▶ **What you will do**: Pick out every line of the records that contains the word "campaign", and copy each one.
══════════
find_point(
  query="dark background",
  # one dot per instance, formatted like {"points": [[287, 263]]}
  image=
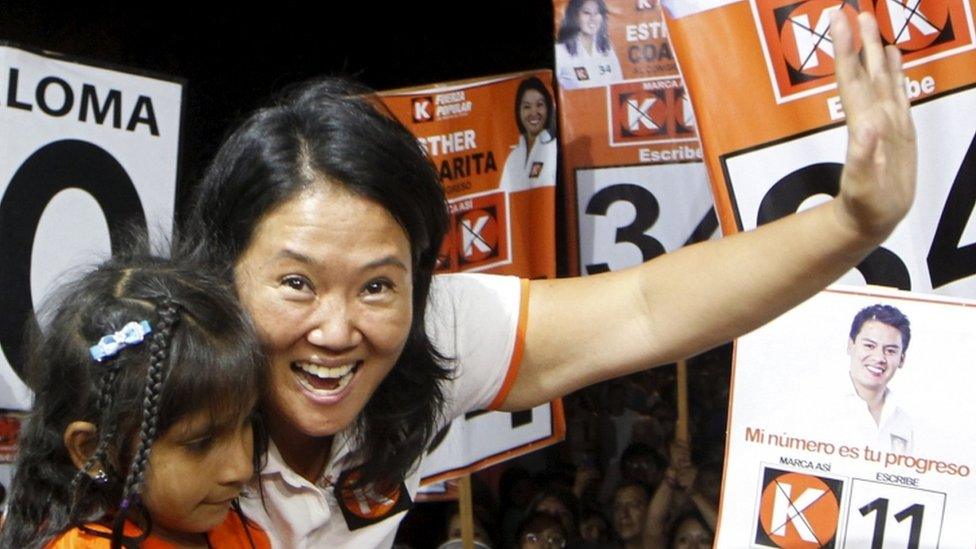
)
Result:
{"points": [[233, 59]]}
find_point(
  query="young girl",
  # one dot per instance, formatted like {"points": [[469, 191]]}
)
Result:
{"points": [[146, 376]]}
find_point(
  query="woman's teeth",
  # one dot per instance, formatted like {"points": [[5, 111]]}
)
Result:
{"points": [[324, 379]]}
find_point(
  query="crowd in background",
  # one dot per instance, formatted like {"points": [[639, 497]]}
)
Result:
{"points": [[619, 480]]}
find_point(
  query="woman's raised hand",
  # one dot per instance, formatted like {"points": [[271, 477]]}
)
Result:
{"points": [[878, 182]]}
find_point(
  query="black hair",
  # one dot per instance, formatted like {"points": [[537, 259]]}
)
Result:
{"points": [[691, 514], [540, 521], [569, 27], [638, 450], [336, 131], [885, 314], [533, 83], [640, 485], [201, 355], [566, 498]]}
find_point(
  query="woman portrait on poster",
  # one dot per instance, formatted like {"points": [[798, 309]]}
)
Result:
{"points": [[584, 54], [532, 163], [327, 218]]}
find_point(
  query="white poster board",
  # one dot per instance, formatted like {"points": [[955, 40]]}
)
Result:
{"points": [[85, 151], [808, 466]]}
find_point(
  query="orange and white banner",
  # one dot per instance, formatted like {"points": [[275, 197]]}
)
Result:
{"points": [[811, 464], [635, 184], [761, 78], [760, 73], [493, 142]]}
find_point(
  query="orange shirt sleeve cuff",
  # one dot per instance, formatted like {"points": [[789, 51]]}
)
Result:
{"points": [[516, 361]]}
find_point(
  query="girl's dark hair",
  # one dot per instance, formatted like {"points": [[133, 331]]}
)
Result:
{"points": [[201, 356], [533, 83], [336, 131], [569, 27]]}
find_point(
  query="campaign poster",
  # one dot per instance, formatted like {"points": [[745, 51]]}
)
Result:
{"points": [[493, 142], [635, 185], [86, 153], [761, 77], [849, 425]]}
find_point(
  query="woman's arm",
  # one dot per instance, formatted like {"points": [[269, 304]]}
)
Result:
{"points": [[584, 330]]}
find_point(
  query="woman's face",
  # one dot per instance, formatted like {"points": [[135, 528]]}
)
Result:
{"points": [[590, 19], [691, 535], [533, 112], [327, 280]]}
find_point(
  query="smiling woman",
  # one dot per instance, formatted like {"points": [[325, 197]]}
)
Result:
{"points": [[328, 216], [532, 163]]}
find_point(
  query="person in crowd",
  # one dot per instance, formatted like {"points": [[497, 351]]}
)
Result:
{"points": [[532, 163], [630, 502], [584, 53], [560, 503], [594, 530], [146, 377], [691, 531], [541, 531], [678, 494], [327, 218]]}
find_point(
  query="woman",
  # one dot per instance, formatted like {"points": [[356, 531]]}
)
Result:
{"points": [[584, 55], [327, 217], [532, 163]]}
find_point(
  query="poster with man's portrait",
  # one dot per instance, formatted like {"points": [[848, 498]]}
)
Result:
{"points": [[851, 425]]}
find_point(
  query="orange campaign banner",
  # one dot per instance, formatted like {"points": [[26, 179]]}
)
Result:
{"points": [[822, 450], [811, 464], [635, 185], [493, 142], [502, 200], [761, 76]]}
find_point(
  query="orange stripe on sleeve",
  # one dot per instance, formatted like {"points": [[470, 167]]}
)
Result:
{"points": [[516, 362]]}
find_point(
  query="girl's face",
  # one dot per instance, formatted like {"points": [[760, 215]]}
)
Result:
{"points": [[590, 19], [328, 282], [195, 470], [691, 535], [533, 112]]}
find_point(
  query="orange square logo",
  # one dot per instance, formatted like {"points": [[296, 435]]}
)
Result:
{"points": [[650, 111], [800, 53], [478, 235]]}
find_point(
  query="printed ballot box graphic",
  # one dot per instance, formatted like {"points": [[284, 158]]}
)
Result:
{"points": [[655, 110], [478, 234], [799, 50], [798, 510], [422, 109]]}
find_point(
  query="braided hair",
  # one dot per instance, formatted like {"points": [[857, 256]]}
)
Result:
{"points": [[201, 355]]}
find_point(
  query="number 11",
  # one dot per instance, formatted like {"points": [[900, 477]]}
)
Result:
{"points": [[915, 511]]}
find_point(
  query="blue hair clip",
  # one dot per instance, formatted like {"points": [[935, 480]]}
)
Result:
{"points": [[130, 334]]}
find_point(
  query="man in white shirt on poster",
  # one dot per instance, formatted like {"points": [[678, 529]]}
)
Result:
{"points": [[877, 344]]}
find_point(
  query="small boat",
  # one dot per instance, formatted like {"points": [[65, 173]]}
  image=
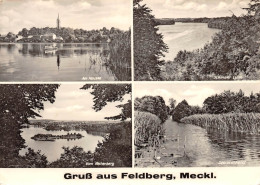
══════════
▶ **The solution**:
  query="campaign poster",
  query="orange campaign banner",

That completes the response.